SOURCE EXTRACT
When a key/value pair is inserted into the MARF, the hash of its key is
calculated using the MARF's cryptographic hash function in order to determine
where to insert the leaf. The hash of the value is inserted as the leaf node,
and the (hash, leaf) pair is inserted into the peer's data store. This ensures
that the peer can query any key/value pair on any fork it knows about in
constant-time complexity.
The text below describes the canonical encoding of key/value pairs that will be
inserted into the MARF.
#### Calculating a Fully-Qualified Object Name
All objects' fully-qualified names start with the type of object they are,
followed by an ASCII period `.`. This can be the ASCII string "account",
"smart-contract", "data-variable", or "data-map".
Within an object type, a c32check-encoded addresses act as "namespaces" for keys in the state. In all
sets of key/value pairs, an ASCII period `.` is used to denote the separation between
the c32check-encoded address and the following name. Note that the c32 alphabet
does _not_ include the ASCII period.
#### Clarity Value Representation
Clarity values are represented through a specific binary encoding. Each value
representation is comprised of a 1-byte type ID, and a variable-length
serialized payload. The payload itself may be composed of additional Clarity
values.

[Extracted records]

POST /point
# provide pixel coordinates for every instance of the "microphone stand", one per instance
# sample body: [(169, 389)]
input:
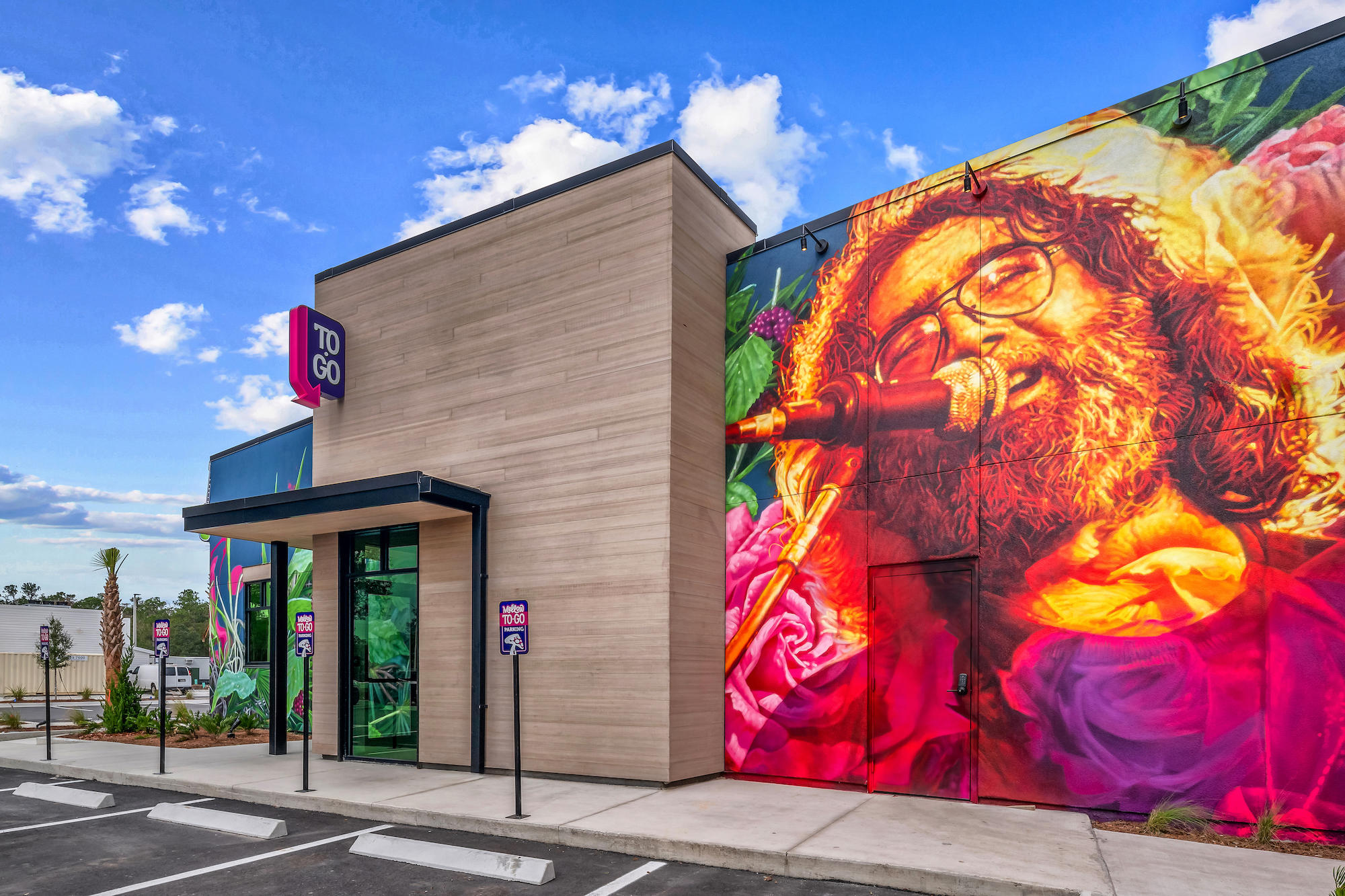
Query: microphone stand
[(956, 400)]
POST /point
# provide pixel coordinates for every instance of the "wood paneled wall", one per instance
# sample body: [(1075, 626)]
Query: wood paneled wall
[(326, 635), (567, 358)]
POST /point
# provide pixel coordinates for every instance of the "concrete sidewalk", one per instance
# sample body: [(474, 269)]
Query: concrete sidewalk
[(923, 845)]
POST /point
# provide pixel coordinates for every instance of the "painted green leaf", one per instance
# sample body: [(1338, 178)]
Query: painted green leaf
[(235, 684), (740, 493), (736, 307), (1316, 111), (747, 370), (1261, 126), (1238, 95)]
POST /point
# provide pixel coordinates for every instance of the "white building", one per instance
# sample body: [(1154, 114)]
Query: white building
[(20, 666)]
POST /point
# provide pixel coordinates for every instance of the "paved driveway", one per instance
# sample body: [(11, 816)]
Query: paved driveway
[(54, 849)]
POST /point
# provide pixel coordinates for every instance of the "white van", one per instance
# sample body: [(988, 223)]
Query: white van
[(177, 678)]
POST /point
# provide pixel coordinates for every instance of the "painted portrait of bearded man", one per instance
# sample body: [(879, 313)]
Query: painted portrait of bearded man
[(1152, 501)]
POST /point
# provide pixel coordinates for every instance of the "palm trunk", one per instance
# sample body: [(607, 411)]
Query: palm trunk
[(114, 638)]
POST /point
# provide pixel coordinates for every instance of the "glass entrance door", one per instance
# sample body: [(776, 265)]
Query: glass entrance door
[(384, 643)]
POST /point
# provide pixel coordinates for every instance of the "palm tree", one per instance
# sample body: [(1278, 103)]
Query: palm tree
[(114, 639)]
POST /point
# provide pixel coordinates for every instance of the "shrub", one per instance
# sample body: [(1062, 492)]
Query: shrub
[(186, 723), (213, 725), (1175, 817), (251, 721), (1268, 823), (123, 704)]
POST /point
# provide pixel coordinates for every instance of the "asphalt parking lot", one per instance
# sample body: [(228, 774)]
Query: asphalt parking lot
[(54, 849)]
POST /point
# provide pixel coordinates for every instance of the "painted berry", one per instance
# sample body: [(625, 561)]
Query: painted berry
[(774, 323)]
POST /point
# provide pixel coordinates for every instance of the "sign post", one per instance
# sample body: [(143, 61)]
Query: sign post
[(162, 655), (514, 643), (45, 641), (305, 647)]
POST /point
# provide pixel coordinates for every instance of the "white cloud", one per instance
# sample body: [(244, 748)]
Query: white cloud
[(134, 497), (903, 157), (1265, 24), (163, 330), (54, 146), (270, 335), (260, 405), (91, 538), (533, 85), (29, 501), (153, 210), (630, 112), (736, 134), (540, 154), (251, 202)]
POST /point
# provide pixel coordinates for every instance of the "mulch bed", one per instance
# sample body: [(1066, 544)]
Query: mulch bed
[(196, 743), (1296, 846)]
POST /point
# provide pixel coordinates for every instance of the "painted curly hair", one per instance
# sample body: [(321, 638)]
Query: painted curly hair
[(1234, 380)]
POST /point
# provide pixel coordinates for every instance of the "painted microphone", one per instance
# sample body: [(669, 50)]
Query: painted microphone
[(954, 401)]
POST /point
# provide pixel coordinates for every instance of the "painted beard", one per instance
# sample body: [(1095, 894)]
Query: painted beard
[(1086, 450)]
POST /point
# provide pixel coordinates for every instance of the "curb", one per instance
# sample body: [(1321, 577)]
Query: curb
[(934, 881)]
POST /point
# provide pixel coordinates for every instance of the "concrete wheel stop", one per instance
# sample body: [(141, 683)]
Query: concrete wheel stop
[(221, 821), (455, 858), (67, 795)]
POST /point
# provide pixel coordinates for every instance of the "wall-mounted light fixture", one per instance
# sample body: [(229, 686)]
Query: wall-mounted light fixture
[(970, 182), (1183, 107), (804, 241)]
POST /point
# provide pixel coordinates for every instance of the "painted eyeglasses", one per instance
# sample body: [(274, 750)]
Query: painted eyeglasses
[(1016, 282)]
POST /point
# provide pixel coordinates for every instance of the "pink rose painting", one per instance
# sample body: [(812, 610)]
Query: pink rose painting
[(1307, 169)]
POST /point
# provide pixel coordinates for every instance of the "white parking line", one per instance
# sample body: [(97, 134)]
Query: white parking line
[(626, 880), (72, 821), (73, 780), (162, 881)]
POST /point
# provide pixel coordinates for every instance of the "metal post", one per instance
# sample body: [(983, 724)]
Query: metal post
[(479, 587), (163, 710), (46, 686), (518, 749), (279, 646), (307, 725)]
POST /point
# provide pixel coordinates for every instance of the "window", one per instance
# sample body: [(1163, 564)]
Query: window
[(258, 622)]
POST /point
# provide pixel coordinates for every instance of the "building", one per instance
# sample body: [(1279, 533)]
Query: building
[(1032, 482), (20, 666)]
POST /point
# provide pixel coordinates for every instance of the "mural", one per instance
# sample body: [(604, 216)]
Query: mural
[(278, 463), (1075, 432)]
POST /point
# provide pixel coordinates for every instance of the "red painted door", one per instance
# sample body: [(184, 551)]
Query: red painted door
[(921, 680)]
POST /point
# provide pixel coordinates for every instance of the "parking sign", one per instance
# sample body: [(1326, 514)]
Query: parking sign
[(161, 638), (305, 634), (513, 627)]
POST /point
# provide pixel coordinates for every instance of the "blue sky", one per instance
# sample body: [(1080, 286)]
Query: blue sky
[(173, 175)]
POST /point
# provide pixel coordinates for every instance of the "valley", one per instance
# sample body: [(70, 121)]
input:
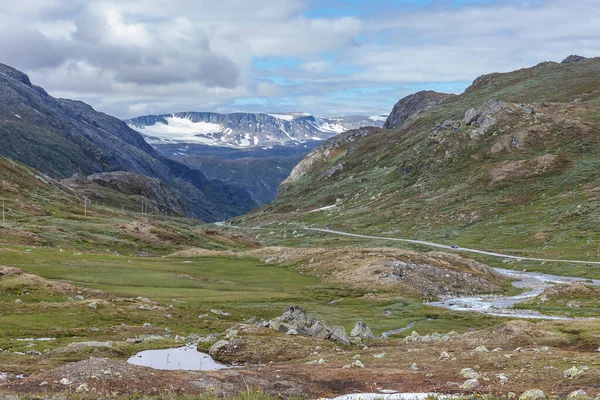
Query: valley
[(452, 253)]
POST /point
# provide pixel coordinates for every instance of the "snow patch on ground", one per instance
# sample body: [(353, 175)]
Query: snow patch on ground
[(394, 396)]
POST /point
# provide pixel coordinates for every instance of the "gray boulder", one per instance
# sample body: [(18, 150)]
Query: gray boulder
[(578, 395), (534, 394), (319, 330), (471, 116), (338, 334), (470, 384), (574, 59), (215, 348), (362, 330)]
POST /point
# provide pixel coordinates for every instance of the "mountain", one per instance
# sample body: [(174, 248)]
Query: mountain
[(261, 177), (512, 163), (62, 137), (411, 106), (244, 130)]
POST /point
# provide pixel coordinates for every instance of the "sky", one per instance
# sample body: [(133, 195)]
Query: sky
[(331, 58)]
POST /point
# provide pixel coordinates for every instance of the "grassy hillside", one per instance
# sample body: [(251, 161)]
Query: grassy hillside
[(42, 212), (261, 177), (530, 182)]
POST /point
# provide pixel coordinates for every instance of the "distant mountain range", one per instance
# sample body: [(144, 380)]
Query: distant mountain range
[(242, 130), (62, 137)]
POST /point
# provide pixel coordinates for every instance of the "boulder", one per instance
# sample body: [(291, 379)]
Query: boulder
[(534, 394), (469, 373), (574, 59), (318, 330), (338, 334), (215, 348), (361, 330), (578, 395), (574, 372), (471, 384), (471, 116)]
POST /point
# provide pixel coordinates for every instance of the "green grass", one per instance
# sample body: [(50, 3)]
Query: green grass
[(244, 288)]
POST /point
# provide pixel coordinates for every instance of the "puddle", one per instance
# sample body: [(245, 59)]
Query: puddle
[(503, 305), (397, 331), (34, 339), (182, 358), (391, 396)]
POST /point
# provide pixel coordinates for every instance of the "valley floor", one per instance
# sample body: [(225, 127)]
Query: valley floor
[(117, 305)]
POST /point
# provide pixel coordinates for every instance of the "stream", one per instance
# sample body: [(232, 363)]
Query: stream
[(499, 305)]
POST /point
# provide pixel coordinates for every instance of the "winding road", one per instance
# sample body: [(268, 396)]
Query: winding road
[(421, 242), (444, 246)]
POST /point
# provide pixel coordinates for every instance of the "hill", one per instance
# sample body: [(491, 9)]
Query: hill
[(513, 163), (242, 130), (64, 137)]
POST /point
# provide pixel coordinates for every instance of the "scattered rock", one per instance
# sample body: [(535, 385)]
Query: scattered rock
[(574, 59), (471, 116), (361, 330), (469, 373), (355, 364), (82, 388), (502, 379), (481, 349), (470, 384), (579, 395), (220, 312), (218, 346), (574, 372), (231, 334), (534, 394)]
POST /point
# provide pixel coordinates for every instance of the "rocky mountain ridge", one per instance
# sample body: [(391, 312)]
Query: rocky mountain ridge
[(494, 159), (62, 137), (242, 130)]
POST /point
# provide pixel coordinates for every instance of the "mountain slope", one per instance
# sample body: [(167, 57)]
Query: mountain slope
[(63, 137), (512, 163), (261, 177), (243, 129)]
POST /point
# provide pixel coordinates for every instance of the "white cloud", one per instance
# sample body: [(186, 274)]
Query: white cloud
[(129, 56)]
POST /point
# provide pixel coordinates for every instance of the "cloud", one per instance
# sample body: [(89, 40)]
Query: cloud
[(127, 56)]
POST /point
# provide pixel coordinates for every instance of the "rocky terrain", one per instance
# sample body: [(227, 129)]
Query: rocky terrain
[(62, 137), (243, 129), (411, 106), (516, 153)]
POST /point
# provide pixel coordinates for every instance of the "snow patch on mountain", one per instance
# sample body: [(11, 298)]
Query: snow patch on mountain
[(242, 130)]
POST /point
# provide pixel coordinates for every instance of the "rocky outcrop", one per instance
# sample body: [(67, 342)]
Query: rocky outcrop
[(320, 156), (482, 118), (61, 137), (295, 320), (573, 59), (156, 193), (412, 105), (247, 129)]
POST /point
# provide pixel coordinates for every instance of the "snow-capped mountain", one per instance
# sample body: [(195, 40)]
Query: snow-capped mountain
[(244, 129)]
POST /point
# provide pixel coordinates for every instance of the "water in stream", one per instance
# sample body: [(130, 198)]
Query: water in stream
[(503, 305)]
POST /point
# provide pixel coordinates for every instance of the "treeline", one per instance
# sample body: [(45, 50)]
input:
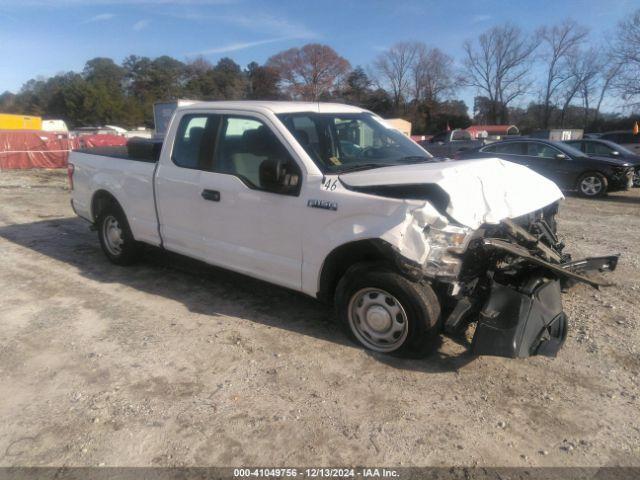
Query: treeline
[(565, 78)]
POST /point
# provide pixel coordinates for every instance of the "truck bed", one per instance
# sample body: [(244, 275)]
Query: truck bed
[(137, 149)]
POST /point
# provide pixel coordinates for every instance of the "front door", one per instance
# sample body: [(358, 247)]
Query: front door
[(248, 224)]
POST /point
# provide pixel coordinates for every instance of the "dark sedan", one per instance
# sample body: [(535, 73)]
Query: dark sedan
[(568, 167), (605, 148)]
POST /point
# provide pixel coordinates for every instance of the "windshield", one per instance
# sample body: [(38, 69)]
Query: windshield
[(344, 142), (618, 148)]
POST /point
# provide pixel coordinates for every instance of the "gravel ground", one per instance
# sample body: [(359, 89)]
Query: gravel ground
[(174, 363)]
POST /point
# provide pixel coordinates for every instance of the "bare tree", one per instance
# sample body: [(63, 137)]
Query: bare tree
[(628, 54), (497, 65), (607, 77), (433, 75), (393, 69), (560, 42), (311, 71)]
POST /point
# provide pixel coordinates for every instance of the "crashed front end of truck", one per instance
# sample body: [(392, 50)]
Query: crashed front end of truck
[(509, 278), (483, 232)]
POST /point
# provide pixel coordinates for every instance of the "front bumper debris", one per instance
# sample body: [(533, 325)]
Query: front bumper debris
[(517, 323), (516, 295)]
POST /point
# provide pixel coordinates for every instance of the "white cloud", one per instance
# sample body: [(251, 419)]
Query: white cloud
[(84, 3), (232, 47), (141, 25), (480, 18), (102, 17), (257, 22)]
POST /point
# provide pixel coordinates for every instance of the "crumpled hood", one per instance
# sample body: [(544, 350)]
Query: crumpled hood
[(480, 191)]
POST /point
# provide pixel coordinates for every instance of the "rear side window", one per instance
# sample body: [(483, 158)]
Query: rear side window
[(195, 141), (622, 137), (511, 148), (594, 148), (460, 135), (541, 150)]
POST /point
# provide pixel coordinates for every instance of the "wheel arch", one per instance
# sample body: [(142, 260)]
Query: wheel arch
[(102, 199), (341, 258)]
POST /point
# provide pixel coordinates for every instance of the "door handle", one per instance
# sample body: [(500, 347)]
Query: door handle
[(211, 195)]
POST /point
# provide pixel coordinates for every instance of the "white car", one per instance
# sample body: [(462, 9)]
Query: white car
[(329, 200)]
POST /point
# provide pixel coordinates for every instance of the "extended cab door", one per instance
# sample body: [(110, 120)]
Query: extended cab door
[(250, 221), (178, 182)]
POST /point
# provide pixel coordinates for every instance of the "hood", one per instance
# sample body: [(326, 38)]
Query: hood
[(479, 191)]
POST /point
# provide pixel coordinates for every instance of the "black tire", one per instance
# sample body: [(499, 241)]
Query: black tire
[(593, 178), (127, 251), (418, 306)]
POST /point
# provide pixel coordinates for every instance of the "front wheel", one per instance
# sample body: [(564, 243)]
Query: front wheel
[(387, 313), (592, 184)]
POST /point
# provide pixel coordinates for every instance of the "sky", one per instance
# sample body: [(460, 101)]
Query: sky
[(40, 38)]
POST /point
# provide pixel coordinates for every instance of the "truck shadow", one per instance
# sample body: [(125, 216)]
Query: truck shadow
[(202, 288)]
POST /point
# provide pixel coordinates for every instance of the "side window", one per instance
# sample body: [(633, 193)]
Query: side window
[(541, 150), (460, 135), (511, 148), (195, 141), (489, 149), (598, 148), (249, 150), (440, 137)]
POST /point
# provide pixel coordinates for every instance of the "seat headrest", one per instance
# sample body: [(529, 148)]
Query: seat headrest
[(259, 142), (302, 137)]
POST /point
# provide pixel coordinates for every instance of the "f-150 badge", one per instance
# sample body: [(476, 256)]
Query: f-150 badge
[(324, 204)]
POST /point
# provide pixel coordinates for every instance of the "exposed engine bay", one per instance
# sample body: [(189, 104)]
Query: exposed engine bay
[(511, 281)]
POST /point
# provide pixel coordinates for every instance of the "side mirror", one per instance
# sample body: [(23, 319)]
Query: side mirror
[(279, 176)]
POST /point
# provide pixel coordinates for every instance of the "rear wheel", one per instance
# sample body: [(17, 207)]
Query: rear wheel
[(115, 236), (385, 312), (592, 184)]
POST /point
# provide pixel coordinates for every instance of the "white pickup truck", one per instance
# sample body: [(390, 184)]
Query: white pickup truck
[(329, 200)]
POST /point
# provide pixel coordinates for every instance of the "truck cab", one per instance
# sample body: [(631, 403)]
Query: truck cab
[(448, 143)]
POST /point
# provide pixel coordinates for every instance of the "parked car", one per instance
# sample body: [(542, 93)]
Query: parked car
[(568, 167), (605, 148), (402, 246), (447, 144), (626, 138)]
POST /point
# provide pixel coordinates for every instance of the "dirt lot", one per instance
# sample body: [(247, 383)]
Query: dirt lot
[(171, 362)]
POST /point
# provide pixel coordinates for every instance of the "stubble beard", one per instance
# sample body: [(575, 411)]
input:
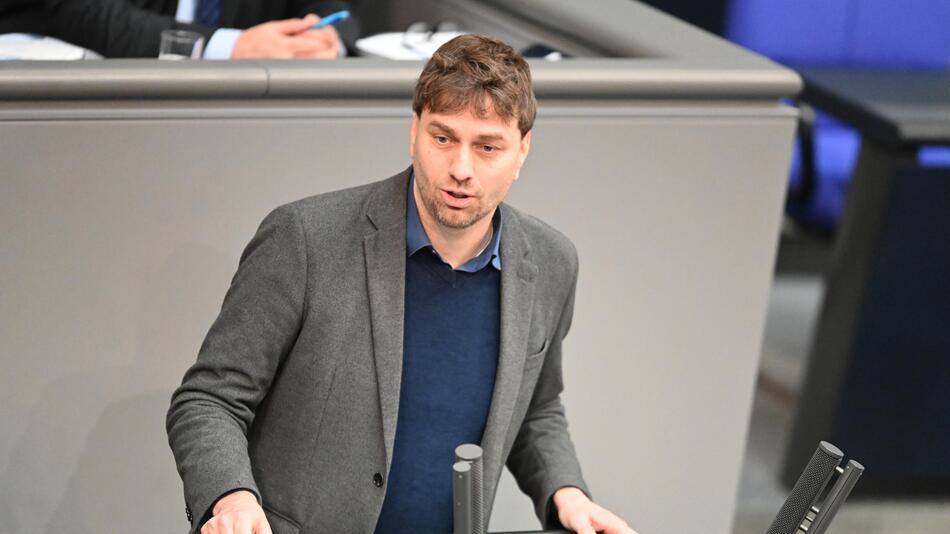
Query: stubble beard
[(446, 216)]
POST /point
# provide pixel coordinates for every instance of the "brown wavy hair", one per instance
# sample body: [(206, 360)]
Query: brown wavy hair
[(480, 74)]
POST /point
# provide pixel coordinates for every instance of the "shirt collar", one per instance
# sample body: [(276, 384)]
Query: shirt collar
[(417, 239)]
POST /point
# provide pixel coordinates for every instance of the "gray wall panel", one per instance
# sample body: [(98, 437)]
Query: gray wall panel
[(120, 237)]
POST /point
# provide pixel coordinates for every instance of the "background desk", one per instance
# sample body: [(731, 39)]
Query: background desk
[(877, 378), (130, 188)]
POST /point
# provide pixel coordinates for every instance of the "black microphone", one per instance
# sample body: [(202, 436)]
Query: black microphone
[(812, 481)]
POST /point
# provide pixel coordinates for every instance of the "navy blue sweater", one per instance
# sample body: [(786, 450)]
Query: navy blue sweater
[(450, 356)]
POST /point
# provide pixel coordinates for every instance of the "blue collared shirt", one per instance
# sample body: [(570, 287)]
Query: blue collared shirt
[(417, 239)]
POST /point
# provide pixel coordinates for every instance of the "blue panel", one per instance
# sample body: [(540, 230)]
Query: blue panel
[(836, 151), (934, 156), (791, 31), (905, 33)]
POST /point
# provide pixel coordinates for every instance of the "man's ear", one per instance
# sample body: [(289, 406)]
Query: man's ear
[(413, 132), (523, 148)]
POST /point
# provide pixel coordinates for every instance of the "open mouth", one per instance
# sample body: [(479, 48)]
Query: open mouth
[(454, 199)]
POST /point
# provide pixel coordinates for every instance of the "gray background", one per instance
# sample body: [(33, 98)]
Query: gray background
[(120, 237), (130, 188)]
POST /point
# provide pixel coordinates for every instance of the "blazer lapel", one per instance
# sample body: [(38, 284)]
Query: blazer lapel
[(385, 250), (229, 14), (517, 298)]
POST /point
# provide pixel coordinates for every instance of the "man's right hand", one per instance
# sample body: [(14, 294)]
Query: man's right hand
[(278, 39), (237, 513)]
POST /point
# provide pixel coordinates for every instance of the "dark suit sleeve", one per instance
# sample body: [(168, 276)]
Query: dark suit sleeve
[(542, 458), (349, 29), (113, 28), (260, 319)]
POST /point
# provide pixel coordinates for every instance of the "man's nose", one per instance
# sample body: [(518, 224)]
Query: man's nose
[(462, 165)]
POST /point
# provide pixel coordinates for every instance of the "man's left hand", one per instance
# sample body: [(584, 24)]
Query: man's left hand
[(326, 41), (580, 514)]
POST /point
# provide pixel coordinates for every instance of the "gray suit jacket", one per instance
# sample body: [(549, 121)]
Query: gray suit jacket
[(295, 391)]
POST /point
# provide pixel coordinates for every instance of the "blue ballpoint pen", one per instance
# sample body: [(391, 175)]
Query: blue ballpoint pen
[(333, 18)]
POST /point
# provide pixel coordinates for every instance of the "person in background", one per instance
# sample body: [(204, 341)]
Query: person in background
[(233, 29), (370, 331)]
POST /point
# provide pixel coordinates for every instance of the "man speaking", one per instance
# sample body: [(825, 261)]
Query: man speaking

WRITTEN INSTRUCTION 1
Can you reproduce the stretch of the MARF text from "When a key/value" through "constant-time complexity."?
WRITTEN INSTRUCTION 2
Could you rewrite the stretch of the listing from its first line through the line containing "[(114, 639)]", swapping "sample body" for "example body" wherever it occurs and keeping everything else the same? Return only those lines, and leave out the pictures.

EXERCISE RESPONSE 1
When a key/value pair is inserted into the MARF, the hash of its key is
calculated using the MARF's cryptographic hash function in order to determine
where to insert the leaf. The hash of the value is inserted as the leaf node,
and the (hash, leaf) pair is inserted into the peer's data store. This ensures
that the peer can query any key/value pair on any fork it knows about in
constant-time complexity.

EXERCISE RESPONSE 2
POST /point
# provide pixel coordinates for every instance of the "microphone stand", one per instance
# example body: [(169, 389)]
input:
Query: microphone stand
[(956, 400)]
POST /point
# provide pixel coordinates for every instance of the "wood paneled wall", one per instance
# example body: [(1075, 626)]
Query: wood paneled wall
[(326, 635), (567, 358)]
POST /point
# provide pixel coordinates for every instance of the "concrete sidewalk", one per instance
# example body: [(474, 269)]
Query: concrete sidewalk
[(923, 845)]
POST /point
# provide pixel coordinates for every instance of the "painted green leaf", one per instance
# example body: [(1338, 178)]
Query: painted green leaf
[(235, 684), (740, 493), (736, 307), (1316, 111), (747, 370), (1261, 126), (1238, 95)]
POST /point
# provide pixel coordinates for every instance of the "white building", one per instance
# example body: [(1154, 114)]
Query: white building
[(20, 666)]
POST /point
# provide pixel coordinates for every instance of the "paved driveway", one per instance
# example body: [(11, 816)]
Query: paved driveway
[(54, 849)]
POST /point
# provide pixel coordinates for every instance of the "white van", one per instance
# example body: [(988, 223)]
Query: white van
[(177, 678)]
POST /point
# provide pixel coordinates for every instance of the "painted portrait of bearded man", one per instance
# example body: [(879, 313)]
Query: painted portrait of bearded man
[(1152, 501)]
POST /point
# provide pixel coordinates for every instance of the "palm trunk", one per instance
# example body: [(607, 411)]
Query: palm trunk
[(114, 638)]
POST /point
# provide pixel coordinates for every instance of the "glass entrance door", one per instance
# example body: [(776, 265)]
Query: glass entrance door
[(384, 643)]
POST /point
# provide pixel coordinates for every instance of the "palm tree", one per instance
# example body: [(1278, 103)]
Query: palm tree
[(114, 639)]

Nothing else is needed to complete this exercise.